*WORK REQUIRED*
Swap "dark shutter" for "white shutter" in the lines starting at the line that contains "Confirm that each instance of the window with" and ending at the line that contains "pixel 318 216". Return only those lines, with everything else left unchanged.

*DATA SECTION*
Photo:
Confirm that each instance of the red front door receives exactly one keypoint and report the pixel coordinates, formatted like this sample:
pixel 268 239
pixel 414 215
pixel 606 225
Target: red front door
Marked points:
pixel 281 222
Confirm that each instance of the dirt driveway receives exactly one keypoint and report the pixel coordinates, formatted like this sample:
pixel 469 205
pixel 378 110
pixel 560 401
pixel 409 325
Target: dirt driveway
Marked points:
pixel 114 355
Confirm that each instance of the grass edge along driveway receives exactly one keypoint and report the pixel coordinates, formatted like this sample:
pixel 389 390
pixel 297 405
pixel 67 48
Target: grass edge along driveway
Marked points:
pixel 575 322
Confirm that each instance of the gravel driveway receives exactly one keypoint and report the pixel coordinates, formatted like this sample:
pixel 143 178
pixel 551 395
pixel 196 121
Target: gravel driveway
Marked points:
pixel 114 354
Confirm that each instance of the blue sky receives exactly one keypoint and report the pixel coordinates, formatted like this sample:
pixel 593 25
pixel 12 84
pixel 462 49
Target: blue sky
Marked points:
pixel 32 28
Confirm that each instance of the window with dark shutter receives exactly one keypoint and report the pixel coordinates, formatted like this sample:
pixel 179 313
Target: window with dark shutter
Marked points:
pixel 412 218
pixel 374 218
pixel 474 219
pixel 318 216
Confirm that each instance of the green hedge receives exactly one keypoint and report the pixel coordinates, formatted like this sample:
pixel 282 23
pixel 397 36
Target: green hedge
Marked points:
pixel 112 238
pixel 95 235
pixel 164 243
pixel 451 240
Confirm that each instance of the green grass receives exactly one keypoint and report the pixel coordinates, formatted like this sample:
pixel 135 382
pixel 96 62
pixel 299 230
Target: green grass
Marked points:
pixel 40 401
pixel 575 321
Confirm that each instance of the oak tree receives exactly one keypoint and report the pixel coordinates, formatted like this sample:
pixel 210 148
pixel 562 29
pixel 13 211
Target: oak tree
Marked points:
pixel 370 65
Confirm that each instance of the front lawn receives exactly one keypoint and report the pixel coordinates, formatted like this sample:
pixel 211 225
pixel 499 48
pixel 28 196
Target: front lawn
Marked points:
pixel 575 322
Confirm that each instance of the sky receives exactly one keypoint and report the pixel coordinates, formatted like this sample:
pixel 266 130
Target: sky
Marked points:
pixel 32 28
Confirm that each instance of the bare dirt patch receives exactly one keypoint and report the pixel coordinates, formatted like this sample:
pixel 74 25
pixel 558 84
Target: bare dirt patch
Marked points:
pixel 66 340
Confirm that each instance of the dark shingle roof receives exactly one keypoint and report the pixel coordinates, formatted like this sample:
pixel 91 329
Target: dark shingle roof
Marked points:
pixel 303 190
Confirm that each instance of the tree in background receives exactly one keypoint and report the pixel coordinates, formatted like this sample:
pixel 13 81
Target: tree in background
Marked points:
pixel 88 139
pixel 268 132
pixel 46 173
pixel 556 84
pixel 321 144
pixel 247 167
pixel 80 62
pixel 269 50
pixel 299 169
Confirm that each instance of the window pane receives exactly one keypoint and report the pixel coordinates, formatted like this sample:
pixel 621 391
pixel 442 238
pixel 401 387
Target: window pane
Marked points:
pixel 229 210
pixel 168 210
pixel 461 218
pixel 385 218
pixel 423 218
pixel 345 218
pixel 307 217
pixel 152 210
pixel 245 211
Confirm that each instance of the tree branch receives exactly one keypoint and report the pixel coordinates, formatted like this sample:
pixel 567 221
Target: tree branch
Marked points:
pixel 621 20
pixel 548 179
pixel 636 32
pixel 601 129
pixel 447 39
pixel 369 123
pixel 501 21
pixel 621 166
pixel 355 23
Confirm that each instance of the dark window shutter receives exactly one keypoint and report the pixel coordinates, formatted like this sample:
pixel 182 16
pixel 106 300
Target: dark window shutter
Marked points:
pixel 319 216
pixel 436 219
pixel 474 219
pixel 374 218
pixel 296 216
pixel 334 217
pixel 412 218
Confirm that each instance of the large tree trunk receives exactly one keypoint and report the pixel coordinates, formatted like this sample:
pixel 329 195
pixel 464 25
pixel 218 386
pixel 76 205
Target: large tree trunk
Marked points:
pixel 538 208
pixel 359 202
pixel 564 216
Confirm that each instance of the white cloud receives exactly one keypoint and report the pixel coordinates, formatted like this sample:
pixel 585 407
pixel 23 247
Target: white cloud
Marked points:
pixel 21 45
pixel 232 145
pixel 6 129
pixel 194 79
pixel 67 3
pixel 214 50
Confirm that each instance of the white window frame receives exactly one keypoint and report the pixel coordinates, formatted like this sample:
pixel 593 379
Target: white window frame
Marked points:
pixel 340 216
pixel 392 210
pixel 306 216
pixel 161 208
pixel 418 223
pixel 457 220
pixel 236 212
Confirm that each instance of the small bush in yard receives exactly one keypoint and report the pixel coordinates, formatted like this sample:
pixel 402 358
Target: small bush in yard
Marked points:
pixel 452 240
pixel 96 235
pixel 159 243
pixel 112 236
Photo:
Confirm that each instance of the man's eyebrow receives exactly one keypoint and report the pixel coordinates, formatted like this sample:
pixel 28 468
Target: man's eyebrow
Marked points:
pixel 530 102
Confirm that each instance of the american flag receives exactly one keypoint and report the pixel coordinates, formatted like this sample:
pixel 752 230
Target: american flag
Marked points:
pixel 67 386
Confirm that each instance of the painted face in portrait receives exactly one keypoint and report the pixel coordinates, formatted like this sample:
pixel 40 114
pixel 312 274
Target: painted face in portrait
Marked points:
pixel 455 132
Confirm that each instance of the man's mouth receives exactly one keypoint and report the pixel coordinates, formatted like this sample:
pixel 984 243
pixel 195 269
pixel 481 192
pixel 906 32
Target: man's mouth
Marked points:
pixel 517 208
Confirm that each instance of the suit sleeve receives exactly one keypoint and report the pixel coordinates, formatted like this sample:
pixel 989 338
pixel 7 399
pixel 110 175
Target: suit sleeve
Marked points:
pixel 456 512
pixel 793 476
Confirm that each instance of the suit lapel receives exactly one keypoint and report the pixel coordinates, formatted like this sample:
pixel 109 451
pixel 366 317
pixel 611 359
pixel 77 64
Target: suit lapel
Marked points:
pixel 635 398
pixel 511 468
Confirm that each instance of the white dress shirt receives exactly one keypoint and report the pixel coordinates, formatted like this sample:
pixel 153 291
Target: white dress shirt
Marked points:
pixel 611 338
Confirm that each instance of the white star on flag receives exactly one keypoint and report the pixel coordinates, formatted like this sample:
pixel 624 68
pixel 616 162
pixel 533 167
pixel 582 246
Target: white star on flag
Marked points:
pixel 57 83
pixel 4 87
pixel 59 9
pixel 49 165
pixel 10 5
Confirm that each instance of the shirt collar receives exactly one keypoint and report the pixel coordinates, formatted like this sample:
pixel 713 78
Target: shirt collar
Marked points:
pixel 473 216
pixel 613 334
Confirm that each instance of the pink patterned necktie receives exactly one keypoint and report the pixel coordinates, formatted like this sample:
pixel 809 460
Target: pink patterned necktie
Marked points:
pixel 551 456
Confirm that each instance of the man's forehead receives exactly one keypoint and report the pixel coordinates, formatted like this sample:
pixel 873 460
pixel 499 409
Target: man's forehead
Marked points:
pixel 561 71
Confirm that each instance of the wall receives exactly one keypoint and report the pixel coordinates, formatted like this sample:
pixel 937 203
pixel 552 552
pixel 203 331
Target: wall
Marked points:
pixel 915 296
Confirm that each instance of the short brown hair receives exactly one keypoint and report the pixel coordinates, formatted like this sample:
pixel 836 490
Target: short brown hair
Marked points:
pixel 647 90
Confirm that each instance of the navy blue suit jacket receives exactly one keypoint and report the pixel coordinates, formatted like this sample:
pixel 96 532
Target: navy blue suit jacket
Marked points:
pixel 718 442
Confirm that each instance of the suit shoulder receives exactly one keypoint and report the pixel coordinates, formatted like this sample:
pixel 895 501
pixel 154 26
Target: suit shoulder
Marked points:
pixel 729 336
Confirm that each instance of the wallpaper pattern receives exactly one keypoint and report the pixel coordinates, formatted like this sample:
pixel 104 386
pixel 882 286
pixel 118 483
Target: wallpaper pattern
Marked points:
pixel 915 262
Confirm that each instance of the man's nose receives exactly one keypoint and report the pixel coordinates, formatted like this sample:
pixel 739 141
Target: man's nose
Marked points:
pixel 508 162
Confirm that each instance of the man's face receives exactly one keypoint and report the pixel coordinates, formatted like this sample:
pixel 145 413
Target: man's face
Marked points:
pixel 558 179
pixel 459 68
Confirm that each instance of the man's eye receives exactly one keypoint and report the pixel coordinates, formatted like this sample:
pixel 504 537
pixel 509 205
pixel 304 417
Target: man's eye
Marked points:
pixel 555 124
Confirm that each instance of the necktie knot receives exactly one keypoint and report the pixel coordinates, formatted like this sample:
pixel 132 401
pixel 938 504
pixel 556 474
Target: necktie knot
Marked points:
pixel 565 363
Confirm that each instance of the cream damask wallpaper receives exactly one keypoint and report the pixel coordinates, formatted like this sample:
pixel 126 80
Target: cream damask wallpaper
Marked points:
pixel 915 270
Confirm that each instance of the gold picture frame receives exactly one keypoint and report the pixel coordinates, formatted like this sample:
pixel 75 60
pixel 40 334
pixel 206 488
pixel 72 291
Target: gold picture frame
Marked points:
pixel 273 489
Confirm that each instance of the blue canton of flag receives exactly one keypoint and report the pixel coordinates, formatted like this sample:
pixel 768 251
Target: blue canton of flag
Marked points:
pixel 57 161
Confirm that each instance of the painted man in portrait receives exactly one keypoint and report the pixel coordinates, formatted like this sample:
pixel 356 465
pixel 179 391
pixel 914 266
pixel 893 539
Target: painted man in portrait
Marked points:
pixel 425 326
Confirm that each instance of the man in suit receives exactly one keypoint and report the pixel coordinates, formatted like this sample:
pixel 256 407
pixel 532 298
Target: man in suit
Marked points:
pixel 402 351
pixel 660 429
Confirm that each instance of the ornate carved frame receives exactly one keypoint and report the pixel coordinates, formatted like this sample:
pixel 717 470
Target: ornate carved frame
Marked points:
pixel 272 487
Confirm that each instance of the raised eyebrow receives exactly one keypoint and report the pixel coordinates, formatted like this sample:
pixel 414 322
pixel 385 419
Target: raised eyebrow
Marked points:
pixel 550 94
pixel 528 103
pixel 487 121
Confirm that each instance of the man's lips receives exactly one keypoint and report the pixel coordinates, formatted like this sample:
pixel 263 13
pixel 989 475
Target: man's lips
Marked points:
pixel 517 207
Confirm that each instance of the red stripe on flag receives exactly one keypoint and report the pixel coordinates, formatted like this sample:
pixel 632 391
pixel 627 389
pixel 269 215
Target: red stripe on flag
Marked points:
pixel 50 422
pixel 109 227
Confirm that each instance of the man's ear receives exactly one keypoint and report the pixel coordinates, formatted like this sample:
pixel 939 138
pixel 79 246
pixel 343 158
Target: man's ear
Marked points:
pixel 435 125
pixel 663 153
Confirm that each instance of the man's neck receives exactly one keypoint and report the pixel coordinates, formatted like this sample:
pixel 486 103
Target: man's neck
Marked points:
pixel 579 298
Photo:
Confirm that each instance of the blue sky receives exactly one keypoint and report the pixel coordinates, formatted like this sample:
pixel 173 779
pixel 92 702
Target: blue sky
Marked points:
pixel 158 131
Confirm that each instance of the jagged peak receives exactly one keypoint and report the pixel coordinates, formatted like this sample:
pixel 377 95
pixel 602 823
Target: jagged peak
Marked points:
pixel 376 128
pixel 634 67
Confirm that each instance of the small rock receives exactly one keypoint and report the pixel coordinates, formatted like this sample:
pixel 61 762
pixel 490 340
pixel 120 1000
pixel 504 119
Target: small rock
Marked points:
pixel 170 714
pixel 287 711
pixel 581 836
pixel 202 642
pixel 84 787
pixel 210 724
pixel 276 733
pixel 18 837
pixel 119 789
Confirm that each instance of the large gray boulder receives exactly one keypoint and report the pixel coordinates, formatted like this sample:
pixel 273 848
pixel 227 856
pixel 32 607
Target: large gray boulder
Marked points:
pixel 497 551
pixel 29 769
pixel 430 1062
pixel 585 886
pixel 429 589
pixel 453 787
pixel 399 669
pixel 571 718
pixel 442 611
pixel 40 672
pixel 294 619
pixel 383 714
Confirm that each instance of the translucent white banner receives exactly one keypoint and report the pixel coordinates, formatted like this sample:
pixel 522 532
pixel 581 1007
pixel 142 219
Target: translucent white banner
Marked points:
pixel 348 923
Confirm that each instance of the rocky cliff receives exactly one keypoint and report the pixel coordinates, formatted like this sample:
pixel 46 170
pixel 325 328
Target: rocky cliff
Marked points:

*COMPLETE ANSWER*
Confirm that each instance of the window with white shutter receives exactly one keypoint and report the pixel coordinates, formatted like this sample:
pixel 179 313
Target: window with white shutter
Marked points:
pixel 412 218
pixel 374 218
pixel 474 219
pixel 318 216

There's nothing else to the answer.